### WHAT IS EXPECTED
In the article on the major banks' earnings below, write out the passage word for word, beginning at the words "Amongst the reams" and stopping after the words "accusations of collusion.".

### DOCUMENT EXCERPT
A fork in the road? Or are our banks facing the prospect of a U-turn? 

Amongst the reams of data, analysis and information released by three of the nation's biggest banks in the past fortnight, there was a surprising consistency in the underlying tale of where they've come from and where each are headed.

And for once, that wasn't down to accusations of collusion.

Day after day, the story was the same.

All three lenders – National Australia Bank, Westpac and ANZ – reported serious downturns in earnings and each doled out unexpectedly large wads of cash to shareholders, either to distract from the performance or to diminish the pain and keep the share prices elevated.

But there was something even more startling when it came to real estate. Mortgages over housing continue to dominate the activity and loan books of our major banks. But the profit stream is rapidly diminishing. In some cases, the earnings drop has been alarming.

The shadow of Macquarie Group, which is determined to gain a foothold in the housing market, has loomed large over the sector for the past two years, as it aggressively prices out its rivals.

But that's not the full story. The rise of mortgage brokers has also played a significant role, and unlike the emergence of a hungry new interloper, their influence is likely to be permanent.

Around 75 per cent of new home loans now are negotiated through mortgage brokers. It's a development that has broken the traditional link between client and institution, that has helped put borrowers into the power seat.

It explains why our big banks have been slower than in previous cycles to pass on rate hikes, sometimes taking months to put through higher repayments.

Where once loyalty, or maybe even apathy, made borrowers hesitant in moving their business across the street, price (the interest rate) now dominates how buyers choose a lender.

Banks can no longer rely on a captured clientele and have been forced to battle, not just against each other, but a range of upstart, online operators and aggregators that publish the competing rates from all lenders on your phone screen.

### DATA ROWS
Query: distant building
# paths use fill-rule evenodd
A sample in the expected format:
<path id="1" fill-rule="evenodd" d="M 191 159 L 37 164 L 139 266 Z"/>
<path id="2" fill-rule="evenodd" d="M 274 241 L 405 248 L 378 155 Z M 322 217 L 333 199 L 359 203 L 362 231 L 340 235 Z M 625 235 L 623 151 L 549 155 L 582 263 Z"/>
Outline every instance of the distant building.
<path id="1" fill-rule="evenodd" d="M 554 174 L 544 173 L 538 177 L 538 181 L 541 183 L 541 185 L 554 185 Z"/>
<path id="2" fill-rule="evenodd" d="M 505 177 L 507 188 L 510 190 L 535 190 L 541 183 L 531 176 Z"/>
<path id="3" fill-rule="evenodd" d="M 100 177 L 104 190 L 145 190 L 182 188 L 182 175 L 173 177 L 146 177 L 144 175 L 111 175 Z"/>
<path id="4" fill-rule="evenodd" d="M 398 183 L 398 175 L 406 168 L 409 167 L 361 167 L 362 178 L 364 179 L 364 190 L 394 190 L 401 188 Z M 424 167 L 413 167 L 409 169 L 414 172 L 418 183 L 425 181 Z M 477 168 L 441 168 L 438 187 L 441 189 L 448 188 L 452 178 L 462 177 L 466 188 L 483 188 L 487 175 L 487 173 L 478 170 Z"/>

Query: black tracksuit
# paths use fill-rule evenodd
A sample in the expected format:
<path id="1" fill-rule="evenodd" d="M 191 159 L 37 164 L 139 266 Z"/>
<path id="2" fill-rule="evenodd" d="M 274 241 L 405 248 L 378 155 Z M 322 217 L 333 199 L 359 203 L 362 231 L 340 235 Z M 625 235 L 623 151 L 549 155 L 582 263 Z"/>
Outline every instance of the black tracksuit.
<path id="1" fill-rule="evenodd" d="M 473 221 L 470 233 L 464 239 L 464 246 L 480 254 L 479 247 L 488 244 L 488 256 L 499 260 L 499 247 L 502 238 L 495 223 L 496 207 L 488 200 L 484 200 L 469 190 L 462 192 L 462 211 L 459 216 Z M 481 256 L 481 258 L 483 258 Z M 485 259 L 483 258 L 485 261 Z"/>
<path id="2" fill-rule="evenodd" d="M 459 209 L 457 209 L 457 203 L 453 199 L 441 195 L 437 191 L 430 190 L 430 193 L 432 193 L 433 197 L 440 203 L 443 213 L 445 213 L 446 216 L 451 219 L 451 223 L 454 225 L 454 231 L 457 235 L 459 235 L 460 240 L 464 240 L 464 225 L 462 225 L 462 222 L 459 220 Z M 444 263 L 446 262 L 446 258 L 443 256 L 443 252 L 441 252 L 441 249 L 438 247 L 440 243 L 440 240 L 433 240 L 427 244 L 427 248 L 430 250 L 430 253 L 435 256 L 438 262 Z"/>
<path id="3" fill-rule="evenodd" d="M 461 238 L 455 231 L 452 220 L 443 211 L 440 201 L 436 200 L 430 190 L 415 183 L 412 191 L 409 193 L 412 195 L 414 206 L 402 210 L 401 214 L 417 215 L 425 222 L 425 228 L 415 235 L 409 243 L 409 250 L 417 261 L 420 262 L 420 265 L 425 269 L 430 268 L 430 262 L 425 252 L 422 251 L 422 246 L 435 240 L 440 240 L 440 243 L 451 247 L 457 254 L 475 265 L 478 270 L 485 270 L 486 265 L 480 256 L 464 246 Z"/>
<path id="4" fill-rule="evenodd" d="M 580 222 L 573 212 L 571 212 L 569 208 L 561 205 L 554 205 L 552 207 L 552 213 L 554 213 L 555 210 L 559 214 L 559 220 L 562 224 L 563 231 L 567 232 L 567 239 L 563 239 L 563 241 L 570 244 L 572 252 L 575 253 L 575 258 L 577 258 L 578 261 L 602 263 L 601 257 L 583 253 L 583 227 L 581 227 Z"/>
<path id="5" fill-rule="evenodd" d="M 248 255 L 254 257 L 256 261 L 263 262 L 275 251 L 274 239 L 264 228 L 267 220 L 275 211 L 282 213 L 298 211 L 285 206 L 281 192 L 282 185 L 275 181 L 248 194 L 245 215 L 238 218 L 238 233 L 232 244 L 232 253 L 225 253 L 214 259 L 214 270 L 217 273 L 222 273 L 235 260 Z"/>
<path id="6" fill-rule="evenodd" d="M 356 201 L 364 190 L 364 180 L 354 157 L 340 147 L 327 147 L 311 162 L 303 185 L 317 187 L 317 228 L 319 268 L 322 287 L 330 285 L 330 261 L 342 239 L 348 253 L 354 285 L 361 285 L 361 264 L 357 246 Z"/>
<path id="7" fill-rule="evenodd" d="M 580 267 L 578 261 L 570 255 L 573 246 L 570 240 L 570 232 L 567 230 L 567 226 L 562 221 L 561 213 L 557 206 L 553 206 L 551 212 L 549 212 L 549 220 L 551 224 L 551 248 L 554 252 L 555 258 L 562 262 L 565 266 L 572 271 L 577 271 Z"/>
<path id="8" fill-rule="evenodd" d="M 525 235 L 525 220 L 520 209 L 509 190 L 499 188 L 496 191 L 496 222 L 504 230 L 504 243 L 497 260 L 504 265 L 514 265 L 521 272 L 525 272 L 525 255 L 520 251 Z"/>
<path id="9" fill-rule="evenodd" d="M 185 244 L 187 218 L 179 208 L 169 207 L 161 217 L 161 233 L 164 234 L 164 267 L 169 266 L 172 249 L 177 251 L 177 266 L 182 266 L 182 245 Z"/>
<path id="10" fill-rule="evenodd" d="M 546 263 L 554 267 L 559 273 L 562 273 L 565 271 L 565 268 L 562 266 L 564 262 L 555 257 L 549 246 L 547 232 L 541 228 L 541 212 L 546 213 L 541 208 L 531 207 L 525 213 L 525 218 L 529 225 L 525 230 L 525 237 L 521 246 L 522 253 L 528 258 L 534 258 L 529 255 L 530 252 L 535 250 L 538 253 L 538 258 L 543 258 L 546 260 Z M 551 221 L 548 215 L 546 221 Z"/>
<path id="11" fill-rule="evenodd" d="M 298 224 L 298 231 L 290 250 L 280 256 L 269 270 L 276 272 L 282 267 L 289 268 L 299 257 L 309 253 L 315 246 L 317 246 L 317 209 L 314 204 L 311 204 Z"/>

### TASK ANSWER
Amongst the reams of data, analysis and information released by three of the nation's biggest banks in the past fortnight, there was a surprising consistency in the underlying tale of where they've come from and where each are headed.

And for once, that wasn't down to accusations of collusion.